— begin TEXT —

In drenching humidity bedraggled convicts sat in a circle. Soldiers at the ready sweltered in heavy scarlet woollen uniforms.

‘For maximum effect there had to be maximum ceremony…the wretchedness of the captive[s] were acted out in a procession which every citizen might see’. Richard Byrne, Prisons and Punishments of London, Grafton Harper Collins,London. 

A silent unseen Aboriginal audience watched, wondering what new and strange torment was to come.

In what Marine Lieutenant Ralph Clark described as ‘extreme misery’ in chains Freeman, Gordon and Williams ‘marched to the execution place’.

At 4 pm the Reverend Johnson  began his rituals of hanging – prayers, nooses and blind-folds. Marine Captain David Collins, in a repeat performance of his macabre antics, approached Provost-Marshall Brewer.

At the very last moment Gordon and Williams were granted conditional pardons. Their head- coverings and nooses were removed and they learned their fate.

— end TEXT —
— begin DATASET EXTRACT —

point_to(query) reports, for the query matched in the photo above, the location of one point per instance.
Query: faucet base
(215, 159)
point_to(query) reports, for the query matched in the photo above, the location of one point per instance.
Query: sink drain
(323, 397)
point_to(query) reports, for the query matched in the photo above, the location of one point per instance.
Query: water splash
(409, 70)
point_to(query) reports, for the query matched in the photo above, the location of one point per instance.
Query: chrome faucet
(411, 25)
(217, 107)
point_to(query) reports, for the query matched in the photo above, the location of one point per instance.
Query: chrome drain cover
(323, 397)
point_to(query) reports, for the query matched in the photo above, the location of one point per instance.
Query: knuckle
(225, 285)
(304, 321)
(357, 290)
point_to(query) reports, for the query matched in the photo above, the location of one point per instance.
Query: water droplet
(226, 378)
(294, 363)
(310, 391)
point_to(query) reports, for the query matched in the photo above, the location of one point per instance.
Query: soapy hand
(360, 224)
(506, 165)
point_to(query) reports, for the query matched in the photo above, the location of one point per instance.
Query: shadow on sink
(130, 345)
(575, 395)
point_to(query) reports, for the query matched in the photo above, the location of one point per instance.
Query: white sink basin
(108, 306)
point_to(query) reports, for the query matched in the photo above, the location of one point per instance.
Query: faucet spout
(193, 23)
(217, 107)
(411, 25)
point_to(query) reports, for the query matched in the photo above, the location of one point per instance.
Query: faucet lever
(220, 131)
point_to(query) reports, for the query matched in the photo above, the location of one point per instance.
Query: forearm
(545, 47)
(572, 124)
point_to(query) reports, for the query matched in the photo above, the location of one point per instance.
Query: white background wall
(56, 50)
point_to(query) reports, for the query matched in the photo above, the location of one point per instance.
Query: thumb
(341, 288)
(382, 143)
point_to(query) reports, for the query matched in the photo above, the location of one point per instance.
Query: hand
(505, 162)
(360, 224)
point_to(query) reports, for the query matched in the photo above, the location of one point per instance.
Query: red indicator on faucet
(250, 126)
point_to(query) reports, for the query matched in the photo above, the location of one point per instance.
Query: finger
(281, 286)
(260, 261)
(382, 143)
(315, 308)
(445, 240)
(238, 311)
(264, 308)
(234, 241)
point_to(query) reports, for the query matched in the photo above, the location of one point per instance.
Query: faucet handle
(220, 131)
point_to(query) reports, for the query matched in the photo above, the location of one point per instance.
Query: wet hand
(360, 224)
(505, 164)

— end DATASET EXTRACT —

**OBJECTIVE A**
Could you reproduce the execution passage word for word, from "In drenching humidity" up to and including "Grafton Harper Collins,London."?
**OBJECTIVE B**
How would this sentence from the execution passage read in Spanish: "A silent unseen Aboriginal audience watched, wondering what new and strange torment was to come."

**WORKED SOLUTION A**
In drenching humidity bedraggled convicts sat in a circle. Soldiers at the ready sweltered in heavy scarlet woollen uniforms.

‘For maximum effect there had to be maximum ceremony…the wretchedness of the captive[s] were acted out in a procession which every citizen might see’. Richard Byrne, Prisons and Punishments of London, Grafton Harper Collins,London.

**WORKED SOLUTION B**
Un público aborigen, silencioso e invisible, observaba, preguntándose qué nuevo y extraño tormento estaba por venir.